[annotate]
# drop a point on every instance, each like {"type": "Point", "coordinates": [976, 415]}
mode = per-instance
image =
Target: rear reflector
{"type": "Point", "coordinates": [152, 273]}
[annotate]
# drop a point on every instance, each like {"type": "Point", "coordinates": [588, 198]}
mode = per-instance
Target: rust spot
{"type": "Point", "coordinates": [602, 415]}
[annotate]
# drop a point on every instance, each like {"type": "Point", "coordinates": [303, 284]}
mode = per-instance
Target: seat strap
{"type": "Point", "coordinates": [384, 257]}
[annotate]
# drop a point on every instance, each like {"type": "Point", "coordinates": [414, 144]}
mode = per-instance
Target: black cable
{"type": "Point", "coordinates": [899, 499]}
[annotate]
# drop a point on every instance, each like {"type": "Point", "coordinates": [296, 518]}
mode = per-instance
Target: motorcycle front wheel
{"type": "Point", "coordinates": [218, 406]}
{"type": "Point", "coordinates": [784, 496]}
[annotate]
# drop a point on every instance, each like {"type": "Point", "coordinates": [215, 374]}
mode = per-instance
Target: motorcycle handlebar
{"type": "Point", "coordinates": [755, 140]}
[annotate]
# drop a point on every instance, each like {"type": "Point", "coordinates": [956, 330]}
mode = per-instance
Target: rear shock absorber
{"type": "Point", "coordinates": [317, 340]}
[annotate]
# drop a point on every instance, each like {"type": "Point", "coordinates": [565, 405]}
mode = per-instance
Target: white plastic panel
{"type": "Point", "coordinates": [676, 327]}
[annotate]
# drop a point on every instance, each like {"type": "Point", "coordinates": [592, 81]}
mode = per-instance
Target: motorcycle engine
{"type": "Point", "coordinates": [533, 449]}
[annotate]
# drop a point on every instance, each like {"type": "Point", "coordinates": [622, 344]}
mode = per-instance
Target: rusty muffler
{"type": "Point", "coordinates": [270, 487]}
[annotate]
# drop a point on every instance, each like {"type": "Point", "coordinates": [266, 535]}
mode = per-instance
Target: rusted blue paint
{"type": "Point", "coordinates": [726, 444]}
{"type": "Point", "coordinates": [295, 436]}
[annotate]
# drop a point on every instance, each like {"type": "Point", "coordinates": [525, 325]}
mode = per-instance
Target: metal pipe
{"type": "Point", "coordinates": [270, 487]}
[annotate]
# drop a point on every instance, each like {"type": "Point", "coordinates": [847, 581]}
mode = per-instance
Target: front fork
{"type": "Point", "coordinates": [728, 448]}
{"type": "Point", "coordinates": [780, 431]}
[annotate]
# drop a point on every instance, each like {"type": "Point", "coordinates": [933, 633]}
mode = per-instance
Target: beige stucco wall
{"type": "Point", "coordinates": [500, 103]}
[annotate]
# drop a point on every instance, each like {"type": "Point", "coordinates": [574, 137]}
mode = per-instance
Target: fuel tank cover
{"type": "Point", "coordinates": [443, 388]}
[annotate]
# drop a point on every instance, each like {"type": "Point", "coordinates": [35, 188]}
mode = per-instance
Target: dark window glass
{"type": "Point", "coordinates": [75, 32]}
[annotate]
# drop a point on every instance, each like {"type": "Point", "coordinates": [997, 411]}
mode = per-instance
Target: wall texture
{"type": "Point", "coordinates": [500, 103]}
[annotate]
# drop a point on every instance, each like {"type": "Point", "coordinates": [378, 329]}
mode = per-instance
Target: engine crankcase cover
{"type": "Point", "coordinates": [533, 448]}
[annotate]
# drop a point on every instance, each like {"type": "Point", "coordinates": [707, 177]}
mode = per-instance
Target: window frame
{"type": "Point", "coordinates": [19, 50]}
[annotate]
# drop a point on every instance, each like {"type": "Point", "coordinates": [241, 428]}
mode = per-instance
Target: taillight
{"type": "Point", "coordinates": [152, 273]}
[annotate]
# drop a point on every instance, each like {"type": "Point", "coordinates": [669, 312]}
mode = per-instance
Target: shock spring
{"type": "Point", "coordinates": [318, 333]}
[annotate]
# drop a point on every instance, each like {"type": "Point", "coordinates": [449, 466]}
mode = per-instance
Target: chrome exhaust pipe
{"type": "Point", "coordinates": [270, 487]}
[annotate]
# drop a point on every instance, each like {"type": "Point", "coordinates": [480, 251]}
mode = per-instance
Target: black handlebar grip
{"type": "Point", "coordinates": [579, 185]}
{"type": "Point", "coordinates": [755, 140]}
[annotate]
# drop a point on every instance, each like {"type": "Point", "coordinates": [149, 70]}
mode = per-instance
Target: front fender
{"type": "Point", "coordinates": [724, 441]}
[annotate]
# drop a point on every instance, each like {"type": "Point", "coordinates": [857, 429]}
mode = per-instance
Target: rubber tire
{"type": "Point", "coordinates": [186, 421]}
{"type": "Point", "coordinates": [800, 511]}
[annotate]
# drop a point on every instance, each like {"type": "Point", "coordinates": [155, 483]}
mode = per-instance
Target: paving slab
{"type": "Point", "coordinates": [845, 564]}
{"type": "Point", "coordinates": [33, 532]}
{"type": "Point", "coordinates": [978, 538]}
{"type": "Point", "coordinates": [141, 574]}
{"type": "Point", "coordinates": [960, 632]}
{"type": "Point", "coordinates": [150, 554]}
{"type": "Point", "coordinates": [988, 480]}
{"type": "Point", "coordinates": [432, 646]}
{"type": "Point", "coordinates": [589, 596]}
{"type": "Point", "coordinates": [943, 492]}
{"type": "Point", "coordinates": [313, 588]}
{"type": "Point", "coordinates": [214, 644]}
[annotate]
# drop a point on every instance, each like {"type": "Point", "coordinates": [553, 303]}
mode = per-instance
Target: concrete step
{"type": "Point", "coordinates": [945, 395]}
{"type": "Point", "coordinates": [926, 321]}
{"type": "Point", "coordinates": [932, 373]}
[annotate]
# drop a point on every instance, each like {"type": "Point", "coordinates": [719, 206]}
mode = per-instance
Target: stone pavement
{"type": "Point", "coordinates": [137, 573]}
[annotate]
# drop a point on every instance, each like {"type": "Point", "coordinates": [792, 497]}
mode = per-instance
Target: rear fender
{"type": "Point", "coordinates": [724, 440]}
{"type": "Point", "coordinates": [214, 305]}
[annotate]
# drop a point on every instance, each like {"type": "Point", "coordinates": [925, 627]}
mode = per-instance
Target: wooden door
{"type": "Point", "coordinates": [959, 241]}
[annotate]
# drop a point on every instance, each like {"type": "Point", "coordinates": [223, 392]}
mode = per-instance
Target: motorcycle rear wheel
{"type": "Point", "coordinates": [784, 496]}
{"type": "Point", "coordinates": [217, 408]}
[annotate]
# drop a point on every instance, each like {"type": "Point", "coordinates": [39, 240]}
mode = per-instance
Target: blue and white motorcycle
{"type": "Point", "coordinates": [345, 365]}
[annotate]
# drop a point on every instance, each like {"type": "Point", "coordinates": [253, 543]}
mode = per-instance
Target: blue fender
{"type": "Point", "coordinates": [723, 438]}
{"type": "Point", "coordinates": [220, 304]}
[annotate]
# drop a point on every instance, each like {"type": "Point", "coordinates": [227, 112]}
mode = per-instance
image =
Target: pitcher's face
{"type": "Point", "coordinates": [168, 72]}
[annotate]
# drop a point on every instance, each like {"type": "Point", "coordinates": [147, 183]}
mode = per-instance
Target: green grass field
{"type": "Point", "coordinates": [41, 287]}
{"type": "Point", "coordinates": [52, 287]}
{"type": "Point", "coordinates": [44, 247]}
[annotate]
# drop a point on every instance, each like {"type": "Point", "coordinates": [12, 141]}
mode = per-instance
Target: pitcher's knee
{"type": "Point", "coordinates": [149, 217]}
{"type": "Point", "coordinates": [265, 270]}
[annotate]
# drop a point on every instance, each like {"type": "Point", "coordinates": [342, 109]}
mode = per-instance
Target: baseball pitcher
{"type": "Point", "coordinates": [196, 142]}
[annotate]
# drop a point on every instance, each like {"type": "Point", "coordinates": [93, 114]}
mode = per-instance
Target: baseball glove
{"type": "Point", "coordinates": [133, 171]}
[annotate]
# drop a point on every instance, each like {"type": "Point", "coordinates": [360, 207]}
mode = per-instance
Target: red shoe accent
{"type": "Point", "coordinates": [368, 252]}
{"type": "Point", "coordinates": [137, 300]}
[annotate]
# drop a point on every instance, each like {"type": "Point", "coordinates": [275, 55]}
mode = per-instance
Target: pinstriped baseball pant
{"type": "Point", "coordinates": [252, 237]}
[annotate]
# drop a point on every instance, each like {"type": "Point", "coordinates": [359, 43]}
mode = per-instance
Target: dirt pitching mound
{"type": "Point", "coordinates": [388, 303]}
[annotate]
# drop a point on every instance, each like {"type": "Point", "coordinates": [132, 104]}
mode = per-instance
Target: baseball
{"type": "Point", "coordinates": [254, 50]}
###
How many lines of the items above contain the string "pitcher", with case taken into account? Give only the number.

:: RESULT OF THE EXERCISE ::
3